INSTRUCTIONS TO FOLLOW: Exactly reproduce each record listed below.

STORED RECORDS:
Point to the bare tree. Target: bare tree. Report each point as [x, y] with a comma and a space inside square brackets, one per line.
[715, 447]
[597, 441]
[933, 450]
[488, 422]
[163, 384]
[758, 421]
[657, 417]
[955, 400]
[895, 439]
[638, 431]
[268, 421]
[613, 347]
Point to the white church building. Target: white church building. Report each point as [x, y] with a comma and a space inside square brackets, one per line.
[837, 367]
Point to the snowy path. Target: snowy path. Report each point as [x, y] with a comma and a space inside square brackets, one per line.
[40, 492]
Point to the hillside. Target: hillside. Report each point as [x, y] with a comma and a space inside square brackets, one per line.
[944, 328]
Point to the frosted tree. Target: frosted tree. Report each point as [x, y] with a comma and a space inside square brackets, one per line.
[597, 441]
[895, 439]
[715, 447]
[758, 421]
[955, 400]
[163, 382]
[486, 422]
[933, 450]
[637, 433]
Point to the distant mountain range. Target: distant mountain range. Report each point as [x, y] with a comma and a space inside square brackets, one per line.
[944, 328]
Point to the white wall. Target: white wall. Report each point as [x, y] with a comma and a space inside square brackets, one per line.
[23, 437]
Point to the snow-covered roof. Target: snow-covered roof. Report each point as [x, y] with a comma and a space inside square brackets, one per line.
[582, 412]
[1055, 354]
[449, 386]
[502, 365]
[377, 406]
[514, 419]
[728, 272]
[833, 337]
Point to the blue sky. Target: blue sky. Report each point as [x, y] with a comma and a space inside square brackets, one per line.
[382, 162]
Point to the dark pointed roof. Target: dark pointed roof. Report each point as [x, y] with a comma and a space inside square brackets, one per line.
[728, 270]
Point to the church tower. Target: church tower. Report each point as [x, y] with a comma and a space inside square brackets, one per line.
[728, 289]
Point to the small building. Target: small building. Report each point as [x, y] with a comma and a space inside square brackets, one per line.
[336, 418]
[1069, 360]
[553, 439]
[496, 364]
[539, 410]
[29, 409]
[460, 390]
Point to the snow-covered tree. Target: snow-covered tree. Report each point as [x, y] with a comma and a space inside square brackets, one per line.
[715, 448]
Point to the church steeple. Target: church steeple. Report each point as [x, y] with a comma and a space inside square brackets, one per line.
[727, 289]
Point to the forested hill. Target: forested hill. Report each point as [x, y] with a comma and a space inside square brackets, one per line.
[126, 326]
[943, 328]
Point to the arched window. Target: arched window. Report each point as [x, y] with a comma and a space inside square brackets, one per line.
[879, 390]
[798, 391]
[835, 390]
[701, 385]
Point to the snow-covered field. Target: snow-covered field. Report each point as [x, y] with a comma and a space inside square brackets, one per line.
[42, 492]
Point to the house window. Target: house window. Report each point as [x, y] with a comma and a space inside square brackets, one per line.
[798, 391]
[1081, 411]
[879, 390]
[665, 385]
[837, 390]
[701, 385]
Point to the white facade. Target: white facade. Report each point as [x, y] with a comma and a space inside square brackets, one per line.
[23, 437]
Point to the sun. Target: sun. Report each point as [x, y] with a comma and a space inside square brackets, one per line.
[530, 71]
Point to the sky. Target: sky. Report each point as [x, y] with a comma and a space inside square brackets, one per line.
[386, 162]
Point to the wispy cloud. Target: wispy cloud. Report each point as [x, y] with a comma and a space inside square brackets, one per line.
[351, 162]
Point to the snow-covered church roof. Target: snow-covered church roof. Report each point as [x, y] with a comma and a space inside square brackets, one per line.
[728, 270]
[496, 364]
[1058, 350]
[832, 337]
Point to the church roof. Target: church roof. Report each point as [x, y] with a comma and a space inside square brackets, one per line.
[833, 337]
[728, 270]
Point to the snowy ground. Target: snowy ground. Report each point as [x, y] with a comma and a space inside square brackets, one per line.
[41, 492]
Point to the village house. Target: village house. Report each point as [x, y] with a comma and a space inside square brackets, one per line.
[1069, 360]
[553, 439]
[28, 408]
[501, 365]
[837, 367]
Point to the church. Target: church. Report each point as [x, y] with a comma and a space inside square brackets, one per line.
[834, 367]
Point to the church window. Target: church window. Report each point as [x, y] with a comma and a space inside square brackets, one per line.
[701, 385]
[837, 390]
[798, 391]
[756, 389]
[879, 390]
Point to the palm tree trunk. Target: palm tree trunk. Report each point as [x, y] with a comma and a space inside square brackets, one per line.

RESULT OF THIS EXERCISE:
Point to the bare tree. Target: bare tree. Report each point as [x, y] with a comma and a space inside square brackets, one per line.
[715, 447]
[597, 441]
[933, 450]
[488, 422]
[163, 384]
[758, 421]
[657, 417]
[955, 400]
[895, 439]
[638, 431]
[268, 421]
[613, 347]
Point to the white church building. Target: white church building. Report each point as [x, y] with a comma and a space inside square brackets, one per line.
[837, 367]
Point to the snowy path. Target: snowy path. Report each point as [x, y] with a comma and a space inside square brackets, one per line.
[40, 492]
Point to the hillside. Target: hillside. Report each point as [x, y] with a comma and a space inside square brackets, one per line.
[944, 328]
Point to the frosted tree. Target: frosted tree. Report each point as [x, y] with a comma and a space inside square brackets, one per line.
[597, 441]
[895, 439]
[715, 447]
[758, 421]
[955, 400]
[163, 382]
[486, 422]
[933, 450]
[637, 433]
Point to the distant mountain range. Target: distant mountain range. Report each point as [x, y] with a comma and a space inside square brackets, one per line.
[944, 328]
Point to the white wall. Target: white wall. Report each point as [x, y] with a comma and a space inside square brackets, one per line.
[23, 437]
Point to the snow-covered roof. Target: snow-covered roof. Report each point as [x, y] with a comma and a space inside square brackets, one per line.
[582, 412]
[1055, 354]
[449, 386]
[502, 365]
[377, 406]
[514, 419]
[728, 272]
[833, 337]
Point to the blue sky. Target: blue sky. Report each point as [x, y] with a comma and a space inside square brackets, one per line.
[382, 162]
Point to the dark pointed roof. Target: dark pointed roof. Report each point as [x, y] with a comma and a space inside square brackets, one per line.
[728, 270]
Point to the church tower. Target: church tower. Report each point as [x, y] with a comma and a space inside square brackets, one per line.
[728, 289]
Point to the small building. Target: small building. Report each point as [x, y] with a comma and a space inside square brackets, one per line.
[336, 418]
[1069, 360]
[553, 439]
[496, 364]
[539, 410]
[29, 409]
[460, 390]
Point to the snow-covered tree. Target: snow-covered tree. Report each point as [x, y] with a comma and a space inside square brackets, one per line.
[715, 448]
Point to the church steeple. Target: church steeple. Report each point as [x, y] with a comma and a space inside square brackets, one per line.
[727, 289]
Point to the forested hill. Target: forested hill. Report each point as [x, y] with a comma and a space inside square brackets, one per line.
[126, 326]
[943, 328]
Point to the arched window. Target: arched window. Report each point as [x, y] with a comma and a space inside square brackets, one per line.
[879, 390]
[798, 391]
[835, 390]
[701, 385]
Point to the snow-covered field. Target: snow-covered field. Report each point as [x, y] with a comma and a space inside square brackets, one per line.
[42, 492]
Point to the house window. Target: house window. Report each point as [x, y] with a comma and a space inside square brackets, one per line.
[798, 391]
[1081, 411]
[879, 390]
[665, 385]
[837, 390]
[701, 385]
Point to the white facade. Target: white facade. Report each point as [x, y] with a comma and a space inside square brackets, one per line.
[23, 437]
Point to the sun. Target: sun. Report each point as [x, y] with a comma and a space inside square brackets, one per line.
[530, 71]
Point to the sky. Target: sky. Report each point as [x, y] with a comma and a space inside square brackets, one per line.
[386, 162]
Point to the wispy cloud. Target: wispy cloud. Report each point as [x, y] with a comma and a space inside square brackets, one per line.
[351, 162]
Point to the snow-covered church roof. Target: snow-covered church roof. Report each point as [x, y] with a comma and a space inside square brackets, one per line.
[728, 270]
[496, 364]
[1058, 350]
[832, 337]
Point to the church roof. Target: church roof. Report each point as [x, y] with a comma and a space inside square brackets, one per line.
[833, 337]
[728, 270]
Point to the snowy ground. Target: snowy ground. Report each point as [x, y] with a comma and a space inside square brackets, one per line.
[41, 492]
Point to the village house. Target: village house. Report each point as [x, y] with a comma and a space inside square brackets, one per line.
[1069, 360]
[553, 439]
[28, 408]
[501, 365]
[837, 367]
Point to the church. Target: church. Report each point as [x, y] with a comma and a space inside square brackets, one per line.
[834, 367]
Point to the church window. Target: church window. Report each point as [x, y] with a comma and a space inside square brackets, one per line.
[701, 385]
[837, 390]
[798, 391]
[756, 389]
[879, 390]
Point to the palm tree trunk. Target: palm tree trunk. Report each point as [x, y] with a comma and a space inside square brackets, one per line.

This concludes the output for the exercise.